[PASSAGE PROVIDED start]

WHERE customer_id in (select id from customer limit 117) AND ... (more statements)

It involves tables with several hundred million records, table sizes around 60GB including all the indexes. The result for 117 would be a count of 1965, the expected count for 118 would be 1986.

With the limit at 117 the statement returns in a few hundred milliseconds. When I put the limit up to 118 the query just sits there and doesn't return at all.

This is using an RDS Postgres instance, and running statements through IntelliJ. I've also read around that using large WHERE IN statements aren't as performant as joining on the ids through a temporary table instead, so I've edited the statement to use WITH, but the same hang between 117 and 118 exists.

I assume I'm hitting some constraint/limit with something more to do with hardware than the statement, I'm just not sure what with.

Edit: When I change the WHERE clause to be WHERE customer_id between 1 and 1000 the query is still really fast, and ids between 1 and 1000 have no gaps.

[PASSAGE PROVIDED end]

(TASKS TO COMPLETE):
1. Please quote the Postgres query passage exactly, starting with "This is using" and going on through "sure what with.".
2. List every SQL keyword that the Postgres query passage writes in capital letters.
3. Continue the Postgres query passage from its last sentence.

[RECORDS SUPPLIED start]

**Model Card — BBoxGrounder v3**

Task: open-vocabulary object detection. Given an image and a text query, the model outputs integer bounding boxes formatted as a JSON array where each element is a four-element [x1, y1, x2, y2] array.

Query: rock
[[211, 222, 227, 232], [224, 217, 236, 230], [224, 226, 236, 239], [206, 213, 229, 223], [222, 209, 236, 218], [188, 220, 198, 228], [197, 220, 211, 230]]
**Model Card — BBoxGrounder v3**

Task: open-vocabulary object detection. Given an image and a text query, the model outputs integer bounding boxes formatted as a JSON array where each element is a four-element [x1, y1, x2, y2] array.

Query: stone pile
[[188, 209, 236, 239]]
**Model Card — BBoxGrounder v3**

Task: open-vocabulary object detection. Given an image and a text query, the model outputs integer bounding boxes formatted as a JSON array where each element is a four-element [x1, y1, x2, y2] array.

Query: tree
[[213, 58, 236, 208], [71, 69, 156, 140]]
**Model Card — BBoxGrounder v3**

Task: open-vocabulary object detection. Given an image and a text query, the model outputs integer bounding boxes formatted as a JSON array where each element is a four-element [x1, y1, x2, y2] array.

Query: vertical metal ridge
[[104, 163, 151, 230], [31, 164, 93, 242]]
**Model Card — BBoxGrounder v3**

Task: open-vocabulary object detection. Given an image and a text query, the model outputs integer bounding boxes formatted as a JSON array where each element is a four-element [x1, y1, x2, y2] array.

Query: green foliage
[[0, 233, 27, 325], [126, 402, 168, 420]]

[RECORDS SUPPLIED end]

(RESULTS FOR EACH TASK):
1.
This is using an RDS Postgres instance, and running statements through IntelliJ. I've also read around that using large WHERE IN statements aren't as performant as joining on the ids through a temporary table instead, so I've edited the statement to use WITH, but the same hang between 117 and 118 exists.

I assume I'm hitting some constraint/limit with something more to do with hardware than the statement, I'm just not sure what with.

2. WHERE, AND, IN, WITH

3.
I've also since changed my RDS instance from a medium to an XL and I can now limit from 128, but 129 hangs. Nothing looks strange from the monitoring.

4
  • Try to avoid more nested "select" statement in where clause. Commented Sep 21, 2017 at 13:55
  • @MdHaidarAliKhan: Funny, just posted an answer along that line. Commented Sep 21, 2017 at 13:56
  • 3
    The question needs information as instructed in the tag info to [postgresql-performance]. In particular, the output of EXPLAIN (ANALYZE, BUFFERS) <query> for LIMIT 128 and EXPLAIN <query> for LIMIT 129. Commented Sep 21, 2017 at 14:19
  • Note that there's no guarantee what IDs are returned from select id from customer limit 117. It's not necessarily ID values 1 through 117. If you want the first 117 IDs, you should add ORDER BY id to the subquery. This may affect the performance issue, though I assume it will not.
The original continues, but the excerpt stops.